Exercise prompt: Add 139 to every coordinate in the answers, then write out the records again with their requests, from the start of the records through the line containing "292), (418, 294)]". Give only those lines.
======== Material provided
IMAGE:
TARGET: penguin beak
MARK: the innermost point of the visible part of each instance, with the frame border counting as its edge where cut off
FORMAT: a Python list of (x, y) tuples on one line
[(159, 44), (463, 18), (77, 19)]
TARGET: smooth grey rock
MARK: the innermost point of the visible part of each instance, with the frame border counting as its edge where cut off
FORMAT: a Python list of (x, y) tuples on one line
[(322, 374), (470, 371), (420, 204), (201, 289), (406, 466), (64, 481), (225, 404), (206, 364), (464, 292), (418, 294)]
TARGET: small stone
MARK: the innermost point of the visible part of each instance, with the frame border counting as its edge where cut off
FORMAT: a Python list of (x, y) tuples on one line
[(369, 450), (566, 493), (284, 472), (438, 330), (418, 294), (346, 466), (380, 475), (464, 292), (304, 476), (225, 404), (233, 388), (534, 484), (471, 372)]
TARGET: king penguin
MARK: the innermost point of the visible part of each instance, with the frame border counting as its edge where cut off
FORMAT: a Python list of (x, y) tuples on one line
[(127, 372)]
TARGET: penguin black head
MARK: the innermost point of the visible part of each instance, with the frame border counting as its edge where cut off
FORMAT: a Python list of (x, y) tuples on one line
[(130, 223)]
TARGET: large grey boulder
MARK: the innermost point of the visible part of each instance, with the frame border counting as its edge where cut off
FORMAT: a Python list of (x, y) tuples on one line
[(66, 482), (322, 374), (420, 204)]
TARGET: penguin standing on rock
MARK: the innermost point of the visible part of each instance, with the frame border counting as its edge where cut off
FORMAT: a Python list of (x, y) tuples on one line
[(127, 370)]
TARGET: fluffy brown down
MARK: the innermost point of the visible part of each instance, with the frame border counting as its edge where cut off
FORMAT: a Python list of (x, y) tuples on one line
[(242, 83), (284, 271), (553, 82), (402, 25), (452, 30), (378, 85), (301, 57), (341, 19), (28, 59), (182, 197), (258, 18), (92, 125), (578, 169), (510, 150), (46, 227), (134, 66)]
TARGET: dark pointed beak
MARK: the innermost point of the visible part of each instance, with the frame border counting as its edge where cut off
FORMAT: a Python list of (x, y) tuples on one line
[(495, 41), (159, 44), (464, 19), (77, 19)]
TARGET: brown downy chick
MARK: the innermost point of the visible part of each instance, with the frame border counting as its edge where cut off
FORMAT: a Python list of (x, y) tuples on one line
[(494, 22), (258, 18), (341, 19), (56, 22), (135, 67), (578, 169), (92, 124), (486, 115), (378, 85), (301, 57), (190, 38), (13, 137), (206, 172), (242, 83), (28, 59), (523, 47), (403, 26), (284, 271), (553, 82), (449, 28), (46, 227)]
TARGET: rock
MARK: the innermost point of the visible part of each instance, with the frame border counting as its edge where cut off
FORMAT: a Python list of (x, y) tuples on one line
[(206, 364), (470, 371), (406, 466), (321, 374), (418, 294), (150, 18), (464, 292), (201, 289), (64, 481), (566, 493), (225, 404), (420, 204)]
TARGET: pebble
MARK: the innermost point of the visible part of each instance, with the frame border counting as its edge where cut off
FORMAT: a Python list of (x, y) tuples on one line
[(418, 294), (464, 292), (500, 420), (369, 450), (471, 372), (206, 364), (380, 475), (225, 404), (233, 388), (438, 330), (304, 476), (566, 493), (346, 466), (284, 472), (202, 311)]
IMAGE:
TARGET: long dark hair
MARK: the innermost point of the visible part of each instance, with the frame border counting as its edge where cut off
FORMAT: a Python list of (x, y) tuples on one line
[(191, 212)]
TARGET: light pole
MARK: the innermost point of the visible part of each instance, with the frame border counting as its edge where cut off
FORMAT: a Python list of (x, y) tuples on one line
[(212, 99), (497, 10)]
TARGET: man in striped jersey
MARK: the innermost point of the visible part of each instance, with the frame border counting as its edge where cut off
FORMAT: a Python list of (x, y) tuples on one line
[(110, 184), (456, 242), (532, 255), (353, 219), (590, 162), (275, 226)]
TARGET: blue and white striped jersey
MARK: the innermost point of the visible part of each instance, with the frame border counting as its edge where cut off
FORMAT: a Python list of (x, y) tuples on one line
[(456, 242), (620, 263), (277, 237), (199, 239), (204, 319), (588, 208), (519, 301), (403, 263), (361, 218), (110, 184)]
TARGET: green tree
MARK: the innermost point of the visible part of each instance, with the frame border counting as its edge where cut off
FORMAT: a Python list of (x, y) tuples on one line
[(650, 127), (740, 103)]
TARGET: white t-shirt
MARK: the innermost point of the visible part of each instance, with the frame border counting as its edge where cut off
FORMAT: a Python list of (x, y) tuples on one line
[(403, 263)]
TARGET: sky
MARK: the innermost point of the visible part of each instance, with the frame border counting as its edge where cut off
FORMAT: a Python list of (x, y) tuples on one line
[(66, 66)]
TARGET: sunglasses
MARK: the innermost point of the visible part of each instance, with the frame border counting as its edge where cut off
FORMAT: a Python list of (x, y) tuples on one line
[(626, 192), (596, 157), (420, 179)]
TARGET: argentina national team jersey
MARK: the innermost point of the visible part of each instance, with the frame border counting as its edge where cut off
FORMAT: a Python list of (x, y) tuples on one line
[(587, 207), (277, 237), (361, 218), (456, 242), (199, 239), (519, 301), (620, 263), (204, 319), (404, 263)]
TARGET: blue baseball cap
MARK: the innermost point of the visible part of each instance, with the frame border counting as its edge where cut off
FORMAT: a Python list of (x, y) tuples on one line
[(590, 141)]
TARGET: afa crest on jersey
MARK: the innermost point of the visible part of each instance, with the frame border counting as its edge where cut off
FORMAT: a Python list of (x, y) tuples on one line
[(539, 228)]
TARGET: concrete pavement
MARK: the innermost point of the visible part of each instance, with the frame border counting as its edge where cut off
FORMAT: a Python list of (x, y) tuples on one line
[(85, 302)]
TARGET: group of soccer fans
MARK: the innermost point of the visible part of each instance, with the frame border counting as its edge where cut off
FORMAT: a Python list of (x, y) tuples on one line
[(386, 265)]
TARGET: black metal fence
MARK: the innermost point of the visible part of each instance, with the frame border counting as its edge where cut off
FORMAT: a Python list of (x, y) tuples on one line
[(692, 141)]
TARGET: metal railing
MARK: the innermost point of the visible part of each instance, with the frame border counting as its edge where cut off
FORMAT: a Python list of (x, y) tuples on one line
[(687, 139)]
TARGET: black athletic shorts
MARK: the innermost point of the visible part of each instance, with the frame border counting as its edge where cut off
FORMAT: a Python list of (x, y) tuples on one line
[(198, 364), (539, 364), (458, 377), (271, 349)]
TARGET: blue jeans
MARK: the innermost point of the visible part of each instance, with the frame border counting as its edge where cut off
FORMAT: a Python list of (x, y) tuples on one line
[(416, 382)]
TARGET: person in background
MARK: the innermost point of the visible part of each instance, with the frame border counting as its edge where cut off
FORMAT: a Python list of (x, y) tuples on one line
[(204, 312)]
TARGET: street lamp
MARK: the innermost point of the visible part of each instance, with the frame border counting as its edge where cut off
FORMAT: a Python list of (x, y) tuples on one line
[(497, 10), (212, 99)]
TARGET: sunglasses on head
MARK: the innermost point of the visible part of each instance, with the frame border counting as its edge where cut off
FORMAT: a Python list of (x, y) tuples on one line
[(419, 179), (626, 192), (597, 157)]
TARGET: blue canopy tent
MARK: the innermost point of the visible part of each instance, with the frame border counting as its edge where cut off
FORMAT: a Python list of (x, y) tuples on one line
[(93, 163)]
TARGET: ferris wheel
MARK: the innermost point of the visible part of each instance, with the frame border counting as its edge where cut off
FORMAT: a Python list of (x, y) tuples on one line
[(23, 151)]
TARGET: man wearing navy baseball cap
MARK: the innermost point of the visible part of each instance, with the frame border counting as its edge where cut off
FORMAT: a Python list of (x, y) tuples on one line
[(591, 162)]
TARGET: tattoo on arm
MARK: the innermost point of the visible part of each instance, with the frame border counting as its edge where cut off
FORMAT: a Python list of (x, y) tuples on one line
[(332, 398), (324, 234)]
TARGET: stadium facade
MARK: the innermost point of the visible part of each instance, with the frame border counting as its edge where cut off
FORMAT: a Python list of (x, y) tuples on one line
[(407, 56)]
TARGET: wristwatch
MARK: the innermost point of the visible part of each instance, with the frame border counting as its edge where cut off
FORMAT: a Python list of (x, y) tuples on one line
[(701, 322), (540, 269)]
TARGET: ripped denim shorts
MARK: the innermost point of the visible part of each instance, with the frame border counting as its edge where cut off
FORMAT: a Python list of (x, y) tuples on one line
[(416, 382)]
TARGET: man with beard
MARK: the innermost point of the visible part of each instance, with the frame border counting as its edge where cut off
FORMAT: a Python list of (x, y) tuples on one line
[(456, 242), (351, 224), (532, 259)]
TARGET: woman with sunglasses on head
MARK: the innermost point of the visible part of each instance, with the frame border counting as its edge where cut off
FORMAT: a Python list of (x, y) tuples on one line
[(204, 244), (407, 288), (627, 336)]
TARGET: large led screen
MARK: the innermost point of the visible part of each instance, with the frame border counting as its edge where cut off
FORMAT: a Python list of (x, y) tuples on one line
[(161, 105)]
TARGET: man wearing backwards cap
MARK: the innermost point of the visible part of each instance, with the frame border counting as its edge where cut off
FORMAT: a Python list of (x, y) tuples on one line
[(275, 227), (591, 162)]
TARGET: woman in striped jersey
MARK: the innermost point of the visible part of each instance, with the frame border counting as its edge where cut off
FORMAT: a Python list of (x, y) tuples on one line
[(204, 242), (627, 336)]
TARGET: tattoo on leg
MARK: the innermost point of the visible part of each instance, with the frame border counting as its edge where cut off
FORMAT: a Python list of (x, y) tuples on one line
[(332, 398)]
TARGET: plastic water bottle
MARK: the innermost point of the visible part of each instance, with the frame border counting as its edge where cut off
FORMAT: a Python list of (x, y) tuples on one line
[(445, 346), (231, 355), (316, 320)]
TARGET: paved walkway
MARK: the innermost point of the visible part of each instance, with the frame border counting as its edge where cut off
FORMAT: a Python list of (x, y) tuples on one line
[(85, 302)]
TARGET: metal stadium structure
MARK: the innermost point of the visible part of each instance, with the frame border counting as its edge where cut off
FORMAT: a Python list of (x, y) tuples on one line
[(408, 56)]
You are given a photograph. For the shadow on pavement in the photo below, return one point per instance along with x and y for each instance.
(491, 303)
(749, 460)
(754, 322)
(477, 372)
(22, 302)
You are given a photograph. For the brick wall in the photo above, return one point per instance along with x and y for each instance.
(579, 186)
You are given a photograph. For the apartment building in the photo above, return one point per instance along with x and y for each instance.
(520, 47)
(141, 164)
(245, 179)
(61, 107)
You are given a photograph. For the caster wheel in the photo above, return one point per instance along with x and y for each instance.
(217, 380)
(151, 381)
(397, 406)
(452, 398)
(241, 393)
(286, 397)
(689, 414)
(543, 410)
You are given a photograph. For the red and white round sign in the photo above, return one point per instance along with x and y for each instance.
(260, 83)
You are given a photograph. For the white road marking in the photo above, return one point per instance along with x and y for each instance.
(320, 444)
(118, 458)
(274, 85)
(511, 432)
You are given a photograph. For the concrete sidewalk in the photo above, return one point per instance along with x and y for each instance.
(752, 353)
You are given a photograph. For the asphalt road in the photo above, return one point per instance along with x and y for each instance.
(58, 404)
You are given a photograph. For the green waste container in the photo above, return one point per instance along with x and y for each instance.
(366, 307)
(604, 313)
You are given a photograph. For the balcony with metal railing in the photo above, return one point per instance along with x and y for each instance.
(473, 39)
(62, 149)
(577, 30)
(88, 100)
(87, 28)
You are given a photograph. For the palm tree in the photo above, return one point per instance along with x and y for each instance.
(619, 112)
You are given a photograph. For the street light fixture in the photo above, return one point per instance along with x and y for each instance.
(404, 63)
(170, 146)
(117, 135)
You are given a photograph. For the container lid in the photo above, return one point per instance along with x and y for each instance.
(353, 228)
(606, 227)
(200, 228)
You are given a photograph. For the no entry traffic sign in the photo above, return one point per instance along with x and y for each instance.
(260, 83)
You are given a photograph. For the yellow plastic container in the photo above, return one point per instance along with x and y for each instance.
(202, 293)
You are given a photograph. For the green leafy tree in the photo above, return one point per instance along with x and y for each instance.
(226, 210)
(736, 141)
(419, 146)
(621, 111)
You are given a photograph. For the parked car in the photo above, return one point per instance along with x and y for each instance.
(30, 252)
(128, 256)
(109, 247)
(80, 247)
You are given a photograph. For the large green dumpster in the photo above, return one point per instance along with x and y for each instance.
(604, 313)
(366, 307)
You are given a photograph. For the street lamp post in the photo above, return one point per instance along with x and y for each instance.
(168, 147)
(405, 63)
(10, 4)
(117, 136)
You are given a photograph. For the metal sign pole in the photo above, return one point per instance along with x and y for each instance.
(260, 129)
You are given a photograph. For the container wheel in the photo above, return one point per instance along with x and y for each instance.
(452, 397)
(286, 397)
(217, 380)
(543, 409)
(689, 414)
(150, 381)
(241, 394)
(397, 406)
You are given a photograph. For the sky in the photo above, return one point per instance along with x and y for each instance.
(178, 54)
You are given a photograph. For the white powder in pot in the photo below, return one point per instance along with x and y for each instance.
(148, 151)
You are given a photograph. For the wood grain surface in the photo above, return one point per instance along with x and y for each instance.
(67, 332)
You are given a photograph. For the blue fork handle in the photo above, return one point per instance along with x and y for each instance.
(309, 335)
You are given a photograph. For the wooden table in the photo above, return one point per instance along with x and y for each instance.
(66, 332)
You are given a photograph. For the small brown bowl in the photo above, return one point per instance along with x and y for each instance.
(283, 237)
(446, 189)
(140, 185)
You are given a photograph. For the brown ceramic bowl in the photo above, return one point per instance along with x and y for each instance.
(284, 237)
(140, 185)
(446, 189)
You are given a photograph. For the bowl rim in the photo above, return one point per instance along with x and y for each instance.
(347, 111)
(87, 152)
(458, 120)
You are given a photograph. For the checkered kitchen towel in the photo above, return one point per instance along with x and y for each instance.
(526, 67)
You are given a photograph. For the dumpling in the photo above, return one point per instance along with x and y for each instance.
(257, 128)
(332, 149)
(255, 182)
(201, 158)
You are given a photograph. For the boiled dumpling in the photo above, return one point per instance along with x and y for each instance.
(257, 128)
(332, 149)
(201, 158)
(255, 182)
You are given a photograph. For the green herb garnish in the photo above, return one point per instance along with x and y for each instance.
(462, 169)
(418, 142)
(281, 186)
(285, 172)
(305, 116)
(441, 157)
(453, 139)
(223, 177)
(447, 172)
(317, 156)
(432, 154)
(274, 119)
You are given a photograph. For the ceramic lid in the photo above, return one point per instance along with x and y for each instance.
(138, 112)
================
Written reply:
IMAGE:
TARGET: penguin beak
MARK: the innermost point of the visible part of each instance, with the frame border counting as its edge where cut off
FORMAT: a Python list of (x, y) tuples on one line
[(298, 183), (602, 157), (216, 158)]
TARGET: smooth grey rock
MARK: the innermost point of the visible part of each instance, with the frame border counting as its edge where cut off
FORMAT: a Python list of (x, y) tuples on one line
[(461, 513), (609, 510), (559, 343), (340, 428), (545, 605), (203, 620), (364, 543), (345, 503), (603, 431), (557, 433)]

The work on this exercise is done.